SUPPLIED TEXT:
——

Let's handle that case better, by simple retrying to offline and remove
such memory.
Tested using CONFIG_MEMORY_NOTIFIER_ERROR_INJECT.
Signed-off-by: David Hildenbrand <david at redhat.com>
---
drivers/virtio/virtio_mem.c | 92 +++++++++++++++++++++++++++++--------
1 file changed, 73 insertions(+), 19 deletions(-)
diff --git a/drivers/virtio/virtio_mem.c b/drivers/virtio/virtio_mem.c
index 1a76ba2bc118..a5cf92e3e5af 100644
--- a/drivers/virtio/virtio_mem.c
+++ b/drivers/virtio/virtio_mem.c
@@ -168,6 +168,13 @@ struct virtio_mem {
/* The number of subblocks per Linux memory block. */
uint32_t sbs_per_mb;
+ /*
+ * Some of the Linux memory blocks tracked as "partially
+ * plugged" are completely unplugged and can be offlined
+ * and removed -- which previously failed.
+ */
+ bool have_unplugged_mb;
+
/* Summary of all memory block states. */
unsigned long mb_count[VIRTIO_MEM_SBM_MB_COUNT];
@@ -765,6 +772,34 @@ static int virtio_mem_sbm_offline_and_remove_mb(struct
virtio_mem *vm,
return virtio_mem_offline_and_remove_memory(vm, addr, size);
}
+/*
+ * Try (offlining and) removing memory from Linux in case all subblocks are
+ * unplugged. Can be called on online and offline memory blocks.
+ *
+ * May modify the state of memory blocks in virtio-mem.

——

DATASET EXCERPTS:
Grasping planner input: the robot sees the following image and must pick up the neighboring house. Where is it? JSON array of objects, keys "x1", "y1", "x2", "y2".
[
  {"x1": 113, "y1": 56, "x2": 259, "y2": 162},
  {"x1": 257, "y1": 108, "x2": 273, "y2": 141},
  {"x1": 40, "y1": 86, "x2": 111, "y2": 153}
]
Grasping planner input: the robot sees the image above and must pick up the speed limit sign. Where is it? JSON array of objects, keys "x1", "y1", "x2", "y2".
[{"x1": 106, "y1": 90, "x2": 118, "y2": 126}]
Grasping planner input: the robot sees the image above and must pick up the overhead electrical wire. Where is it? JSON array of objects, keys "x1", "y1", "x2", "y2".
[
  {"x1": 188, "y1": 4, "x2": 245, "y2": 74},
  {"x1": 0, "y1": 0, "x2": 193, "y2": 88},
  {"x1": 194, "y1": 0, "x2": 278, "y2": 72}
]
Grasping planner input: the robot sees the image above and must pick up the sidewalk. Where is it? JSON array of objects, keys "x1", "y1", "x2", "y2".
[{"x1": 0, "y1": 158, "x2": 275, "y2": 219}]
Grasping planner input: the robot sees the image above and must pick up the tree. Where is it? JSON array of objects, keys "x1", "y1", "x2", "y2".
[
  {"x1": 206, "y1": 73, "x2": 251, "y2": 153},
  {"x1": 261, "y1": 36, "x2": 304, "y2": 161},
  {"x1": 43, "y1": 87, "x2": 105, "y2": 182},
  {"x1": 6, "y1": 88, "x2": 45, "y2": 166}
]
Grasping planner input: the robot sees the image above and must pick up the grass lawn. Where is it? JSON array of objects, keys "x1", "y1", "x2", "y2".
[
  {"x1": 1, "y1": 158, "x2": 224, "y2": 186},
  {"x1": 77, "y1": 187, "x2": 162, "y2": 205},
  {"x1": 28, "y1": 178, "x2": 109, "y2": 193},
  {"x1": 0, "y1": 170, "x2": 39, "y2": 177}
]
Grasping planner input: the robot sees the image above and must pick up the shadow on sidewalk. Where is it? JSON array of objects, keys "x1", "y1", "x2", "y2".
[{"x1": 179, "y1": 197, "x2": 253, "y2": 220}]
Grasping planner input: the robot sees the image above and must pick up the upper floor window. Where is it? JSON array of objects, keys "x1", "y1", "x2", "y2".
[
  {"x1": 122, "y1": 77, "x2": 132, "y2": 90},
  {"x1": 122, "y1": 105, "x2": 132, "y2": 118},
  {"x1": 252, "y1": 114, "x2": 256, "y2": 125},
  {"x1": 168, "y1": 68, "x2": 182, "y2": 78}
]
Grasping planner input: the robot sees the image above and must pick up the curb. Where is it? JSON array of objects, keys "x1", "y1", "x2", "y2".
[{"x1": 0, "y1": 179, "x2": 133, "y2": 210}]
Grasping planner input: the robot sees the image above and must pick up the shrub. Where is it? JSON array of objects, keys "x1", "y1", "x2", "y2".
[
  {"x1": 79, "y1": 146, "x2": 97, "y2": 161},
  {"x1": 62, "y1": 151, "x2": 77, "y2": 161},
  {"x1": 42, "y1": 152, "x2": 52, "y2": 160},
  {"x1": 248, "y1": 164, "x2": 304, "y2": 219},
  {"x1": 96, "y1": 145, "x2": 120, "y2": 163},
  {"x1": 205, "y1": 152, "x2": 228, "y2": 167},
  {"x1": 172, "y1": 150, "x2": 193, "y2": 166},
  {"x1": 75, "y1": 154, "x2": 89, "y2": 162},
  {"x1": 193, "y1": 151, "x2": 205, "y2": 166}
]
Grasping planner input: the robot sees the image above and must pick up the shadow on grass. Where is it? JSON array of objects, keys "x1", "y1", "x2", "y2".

——

WHAT IS ASKED:
• 1. In the virtio-mem patch excerpt, which configuration option was the change tested with?
• 2. Using the reason given in the virtio-mem patch excerpt, explain why the field have_unplugged_mb is added to struct virtio_mem.
• 3. Write what follows the last line of the virtio-mem patch excerpt.
The entries come from a source unrelated to the virtio-mem patch excerpt.

RESPONSES FOR EACH TASK:
• 1. CONFIG_MEMORY_NOTIFIER_ERROR_INJECT

• 2. The field records that some Linux memory blocks tracked as "partially plugged" are in fact completely unplugged. Those blocks can be offlined and removed, which previously failed. The patch handles that case by retrying to offline and remove such memory.

• 3.
+ */
+static int virtio_mem_sbm_try_remove_unplugged_mb(struct virtio_mem *vm,
+ unsigned long mb_id)
+{
+ int rc;
+
+ /*
+ * Once all subblocks of a memory block were unplugged, offline and
+ * remove it.
+ */
+ if (!virtio_mem_sbm_test_sb_unplugged(vm, mb_id, 0, vm->sbm.sbs_per_mb))
+ return 0;
+
+ /* offline_and_remove_memory() works for online and offline memory. */
+ mutex_unlock(&vm->hotplug_mutex);
+ rc = virtio_mem_sbm_offline_and_remove_mb(vm, mb_id);
+ mutex_lock(&vm->hotplug_mutex);
+ if (!rc)
+ virtio_mem_sbm_set_mb_state(vm, mb_id,
+ VIRTIO_MEM_SBM_MB_UNUSED);
+ return rc;
+}
+
/*
* See virtio_mem_offline_and_remove_memory(): Try to offline and remove a
* all Linux memory blocks covered by the big block.
@@ -1988,20 +2023,10 @@ static int virtio_mem_sbm_unplug_any_sb_online(struct
virtio_mem *vm,
}
unplugged:
- /*
- * Once all subblocks of a memory block were unplugged, offline and
- * remove it. This will usually not fail, as no memory is in use
- * anymore - however some other notifiers might NACK the request.
- */
- if (virtio_mem_sbm_test_sb_unplugged(vm, mb_id, 0, vm->sbm.sbs_per_mb)) {
- mutex_unlock(&vm->hotplug_mutex);
- rc = virtio_mem_sbm_offline_and_remove_mb(vm, mb_id);
- mutex_lock(&vm->hotplug_mutex);
- if (!rc)
- virtio_mem_sbm_set_mb_state(vm, mb_id,
- VIRTIO_MEM_SBM_MB_UNUSED);
- }
-
+ rc = virtio_mem_sbm_try_remove_unplugged_mb(vm, mb_id);
+ if (rc)
+ vm->sbm.have_unplugged_mb = 1;
+ /* Ignore errors, this is not critical. We'll retry later. */
return 0;
}
@@ -2253,12 +2278,13 @@ static int virtio_mem_unplug_request(struct virtio_mem
*vm, uint64_t diff)
/*
* Try to unplug all blocks that couldn't be unplugged before, for example,
- * because the hypervisor was busy.
+ * because the hypervisor was busy. Further, offline and remove any memory
+ * blocks where we previously failed.
*/
-static int virtio_mem_unplug_pending_mb(struct virtio_mem *vm)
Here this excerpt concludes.